Supplied text:
:::::
The Company is not subject to make any payments to the grantor in order to operate the distribution concessions, but is required to comply with certain quality standards and make infrastructure investments.

 

The concession contracts and the Brazilian legislation establish a mechanism of maximum prices that allows for three types of adjustments to tariffs: (i) an annual tariff adjustment; (ii) periodic review of tariffs; and (iii) extraordinary reviews.

 

Each year the Company has the right to request for the annual adjustment, the purpose of which is to be compensated the effects of inflation on the tariffs, and to allow for certain changes in costs that are outside the Company’s control to be passed through to customers – for example the cost of energy purchased for resale and sector charges including charges for the use of the transmission and distribution facilities.

  

Also, the regulator performs a Periodic Review of tariffs every five years, which aims to make adjustments due to changes in the Company’s costs, and to establish a factor based on scale gains, which will be applied in the annual tariff adjustments, for the purpose of sharing such gains with the Company’s customers.

 

The Company also has the right to request an extraordinary review of tariffs in the event that any unforeseen development significantly affects the economic-financial equilibrium of the concession. The Periodic Review and the Extraordinary Review are subject, to a certain degree, to the discretion of the regulator, although there are pre-established provisions for each revision cycle.
:::::
Request A:
Shift every coordinate in the answer points by -142 and give the listing again, requests included, starting with its first line and going on through the line containing "x=233, y=181". Leave the pictures out.
:::::
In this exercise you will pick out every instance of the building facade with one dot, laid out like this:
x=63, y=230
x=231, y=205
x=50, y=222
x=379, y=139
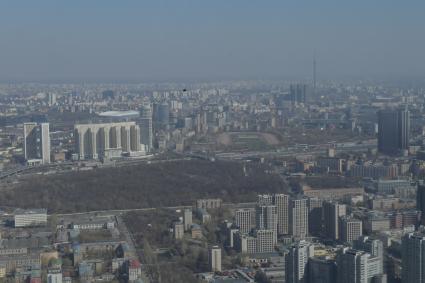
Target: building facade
x=37, y=142
x=94, y=141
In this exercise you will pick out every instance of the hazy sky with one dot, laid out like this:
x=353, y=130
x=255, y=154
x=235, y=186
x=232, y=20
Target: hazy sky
x=178, y=39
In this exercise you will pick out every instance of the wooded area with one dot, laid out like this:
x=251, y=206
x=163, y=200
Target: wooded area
x=139, y=186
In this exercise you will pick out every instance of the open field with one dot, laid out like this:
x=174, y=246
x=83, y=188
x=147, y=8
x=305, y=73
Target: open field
x=248, y=140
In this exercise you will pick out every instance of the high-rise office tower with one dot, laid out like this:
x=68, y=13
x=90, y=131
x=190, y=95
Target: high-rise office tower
x=37, y=142
x=266, y=219
x=315, y=216
x=331, y=213
x=214, y=258
x=265, y=199
x=374, y=247
x=298, y=218
x=187, y=219
x=413, y=258
x=146, y=129
x=298, y=93
x=265, y=241
x=321, y=270
x=245, y=220
x=352, y=266
x=350, y=229
x=95, y=141
x=281, y=201
x=296, y=262
x=163, y=114
x=420, y=201
x=393, y=130
x=52, y=98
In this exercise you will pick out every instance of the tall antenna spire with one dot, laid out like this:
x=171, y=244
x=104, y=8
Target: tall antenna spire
x=314, y=71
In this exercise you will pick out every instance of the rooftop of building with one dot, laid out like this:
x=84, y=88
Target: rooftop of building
x=120, y=114
x=20, y=211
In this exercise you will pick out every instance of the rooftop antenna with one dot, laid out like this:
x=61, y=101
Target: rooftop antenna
x=314, y=71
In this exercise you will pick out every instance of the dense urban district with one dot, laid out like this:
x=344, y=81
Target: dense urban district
x=233, y=181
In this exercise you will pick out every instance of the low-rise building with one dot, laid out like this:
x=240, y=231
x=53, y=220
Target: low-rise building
x=30, y=217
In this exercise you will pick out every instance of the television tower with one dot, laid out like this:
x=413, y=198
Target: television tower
x=314, y=72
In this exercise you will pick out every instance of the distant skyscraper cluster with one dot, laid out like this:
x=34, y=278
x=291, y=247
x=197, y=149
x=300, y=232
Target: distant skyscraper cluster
x=37, y=142
x=95, y=141
x=393, y=130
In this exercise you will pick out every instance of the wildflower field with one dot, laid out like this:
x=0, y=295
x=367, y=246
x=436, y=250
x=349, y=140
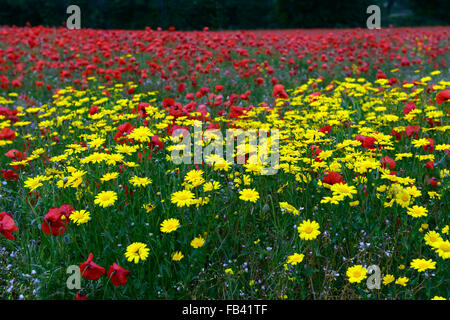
:::::
Request B:
Extend the passage on distribution concession tariffs past its final sentence.

Exercise result A:
In this exercise you will pick out every instance of the building facade with one dot, laid out like this:
x=63, y=230
x=231, y=205
x=50, y=222
x=379, y=139
Target: building facade
x=-105, y=0
x=-48, y=-1
In this exercise you will pick out every instance of the hazy sky with one dot, laid out like this:
x=353, y=130
x=255, y=154
x=235, y=186
x=232, y=20
Target: hazy sky
x=36, y=-103
In this exercise you will pick out every instance of the wooded area with one dot, laid out like this:
x=251, y=206
x=163, y=200
Target: wooded area
x=-3, y=44
In this exercise you will pick out every instance of the open field with one dot, laid out like this:
x=174, y=246
x=83, y=188
x=147, y=8
x=305, y=73
Target: open field
x=106, y=-2
In this exercise you will pick out every instance of the high-rise office tower with one dot, laid out like this:
x=68, y=13
x=90, y=131
x=190, y=95
Target: high-rise office tower
x=-105, y=0
x=124, y=77
x=173, y=74
x=189, y=71
x=72, y=116
x=123, y=57
x=232, y=105
x=156, y=76
x=45, y=77
x=271, y=116
x=4, y=-13
x=156, y=-49
x=123, y=99
x=179, y=128
x=103, y=78
x=210, y=124
x=208, y=87
x=-47, y=-1
x=139, y=59
x=154, y=120
x=21, y=-28
x=278, y=59
x=251, y=-12
x=-90, y=-44
In this exercise you will pick out every instance of the tall antenna spire with one dot, laid out like this:
x=171, y=244
x=104, y=8
Target: tall antenna spire
x=172, y=-71
In this exercise you will pick out every instance of the rooftop of building with one dot, laid out like this:
x=84, y=88
Target: rooftop of building
x=-22, y=-28
x=-122, y=69
In this exercise you will pick out every instance of the rooftop antenna with one dot, laid out like this:
x=61, y=101
Target: rooftop antenna
x=172, y=-71
In this exercise you will pick out every instance of the dense urban district with one dot, laid out like this:
x=344, y=81
Target: dense urban district
x=91, y=39

Exercise result B:
 

Under the distribution concession contracts, the Company is authorized to charge customers a tariff consisting of two components:  (i) A component related to costs of energy purchased for resale, charges for use of the transmission grid and charges for use of the distribution system that are not under its control (‘Parcel A costs’); and (ii) a portion relating to operating costs (‘Parcel B costs’).

 

Fifth Amendment to concession contract

 

On December 21, 2015, the Company signed, with the Mining and Energy Ministry, the Fifth Amendment to its concession contracts, extending its energy distribution concessions for an additional 30 years, starting January 1, 2016. 

 

The principal characteristics and terms of the Amendment are as follows:

 

    The annual tariff adjustment will occur on May 28 of each year, starting in 2016; with the adjustment provisions specified in the previous concession contract remained unchanged. For the subsequent tariff adjustments the rules set for in Clause 6 of the Amendment will be applied.
    Limitation of in the distribution of dividends and/or payment of Interest on Equity to the minimum established by law, in the envent of non-compliance with the annual indicators for outages (DECi and FECi) for two consecutive years, or three times in a period of five years, until the regulatory parameters are restored.
    There is a requirement for injections of capital from the controlling shareholder in an amount sufficient to meet the minimum conditions for economic and financial sustainability.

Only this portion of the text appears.